Annotation records:
-- BEGIN --
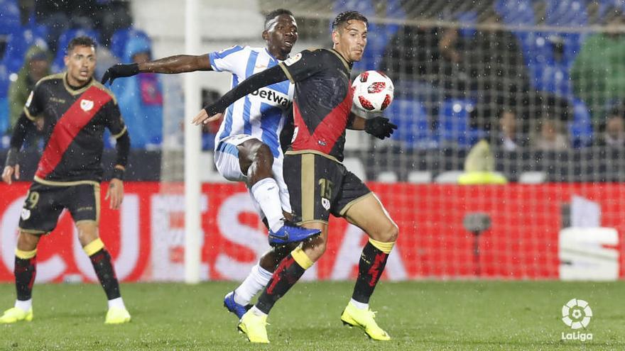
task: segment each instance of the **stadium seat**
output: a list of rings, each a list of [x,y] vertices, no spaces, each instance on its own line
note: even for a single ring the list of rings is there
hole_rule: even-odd
[[[432,172],[430,171],[411,171],[408,174],[408,183],[425,184],[432,182]]]
[[[381,183],[396,183],[398,179],[397,173],[393,171],[381,172],[376,177],[376,180]]]
[[[518,182],[526,184],[537,184],[544,183],[547,180],[547,174],[544,172],[523,172],[518,176]]]
[[[126,51],[126,43],[128,43],[128,40],[131,37],[141,37],[150,41],[150,37],[148,36],[148,34],[141,29],[132,27],[118,29],[113,33],[113,36],[111,38],[111,52],[118,59],[122,60],[124,58],[124,54]]]
[[[0,65],[0,137],[9,128],[9,72],[6,67]]]
[[[373,17],[376,15],[374,1],[372,0],[337,0],[333,9],[336,14],[352,10],[357,11],[366,16]],[[395,19],[406,17],[399,0],[386,1],[386,16]],[[386,45],[391,42],[398,29],[399,29],[398,24],[369,22],[368,30],[369,33],[375,33],[376,35],[368,37],[366,50],[364,50],[362,60],[354,63],[354,72],[376,69],[381,62]]]
[[[430,128],[430,121],[423,105],[416,100],[395,99],[385,115],[397,125],[391,137],[408,148],[428,149],[438,146]]]
[[[582,147],[592,141],[592,120],[590,111],[584,101],[577,99],[572,101],[573,121],[569,122],[569,135],[574,147]]]
[[[469,117],[474,108],[475,102],[472,100],[452,99],[443,102],[438,116],[441,143],[468,147],[486,136],[484,130],[470,126]]]
[[[26,51],[31,46],[36,45],[43,49],[48,49],[45,40],[32,29],[25,29],[11,35],[1,60],[1,64],[6,66],[9,74],[19,72],[24,65]]]
[[[458,178],[464,172],[462,171],[443,172],[434,178],[434,182],[440,184],[458,184]]]
[[[510,26],[532,26],[536,23],[532,0],[498,0],[495,10]]]
[[[545,24],[581,27],[588,23],[586,1],[582,0],[547,0]]]
[[[58,72],[65,69],[63,57],[65,55],[65,48],[70,43],[70,40],[78,36],[87,36],[98,42],[99,35],[97,30],[93,29],[72,28],[63,32],[59,37],[56,50],[56,56],[52,62],[52,72]]]
[[[16,0],[0,0],[0,35],[11,35],[19,31],[19,6]]]

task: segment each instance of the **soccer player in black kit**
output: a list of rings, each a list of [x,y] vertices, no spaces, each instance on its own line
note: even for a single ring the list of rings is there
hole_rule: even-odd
-- END --
[Problem to work on] Please print every row above word for word, leaving out the pictures.

[Solution to the exercise]
task: segment each instance of the **stadium seat**
output: a list of rings, each a list of [x,y] vertices, no spaces, each instance on its own line
note: even for a single ring the list of rings is there
hole_rule: even-odd
[[[432,172],[430,171],[411,171],[408,174],[408,183],[425,184],[432,182]]]
[[[381,183],[396,183],[398,179],[397,173],[393,171],[381,172],[376,177],[376,180]]]
[[[518,182],[526,184],[537,184],[544,183],[547,180],[547,174],[544,172],[523,172],[518,176]]]
[[[126,51],[126,43],[128,43],[128,40],[131,37],[141,37],[150,41],[150,37],[148,36],[148,34],[141,29],[132,27],[118,29],[113,33],[113,36],[111,38],[111,52],[118,59],[122,60],[124,58],[124,54]]]
[[[0,65],[0,137],[9,128],[9,72],[6,67]]]
[[[373,17],[376,15],[374,1],[372,0],[337,0],[333,9],[336,14],[352,10],[357,11],[366,16]],[[395,19],[406,17],[399,0],[386,1],[386,16]],[[386,45],[391,42],[398,29],[399,29],[398,24],[369,22],[368,30],[369,33],[375,33],[376,35],[368,37],[366,50],[364,50],[362,60],[354,63],[354,72],[376,69],[381,62]]]
[[[430,128],[430,121],[423,105],[416,100],[395,99],[385,115],[397,125],[391,137],[408,148],[428,149],[438,146]]]
[[[582,147],[592,141],[592,120],[590,111],[584,101],[577,99],[572,101],[573,121],[569,122],[569,135],[574,147]]]
[[[469,117],[474,108],[475,102],[472,100],[452,99],[443,102],[438,116],[441,143],[468,147],[486,136],[484,130],[470,126]]]
[[[26,51],[31,46],[36,45],[43,49],[48,49],[45,40],[32,29],[25,29],[11,35],[1,60],[1,64],[6,66],[9,74],[19,72],[24,65]]]
[[[458,178],[464,172],[462,171],[443,172],[434,178],[434,182],[440,184],[458,184]]]
[[[510,26],[532,26],[536,23],[532,0],[498,0],[495,10]]]
[[[545,24],[581,27],[588,23],[586,1],[582,0],[547,0]]]
[[[58,72],[65,69],[63,57],[65,55],[65,48],[70,43],[70,40],[78,36],[87,36],[98,42],[99,35],[97,30],[93,29],[72,28],[63,32],[59,37],[56,50],[56,56],[52,62],[52,72]]]
[[[16,0],[0,0],[0,35],[11,35],[19,31],[19,6]]]

task: segment each instance of the **soccer player in black kit**
output: a list of rings, each a list of [x,y] vertices, no spaces, each instance on its own line
note: even for a single ring the list of rings is there
hole_rule: even-odd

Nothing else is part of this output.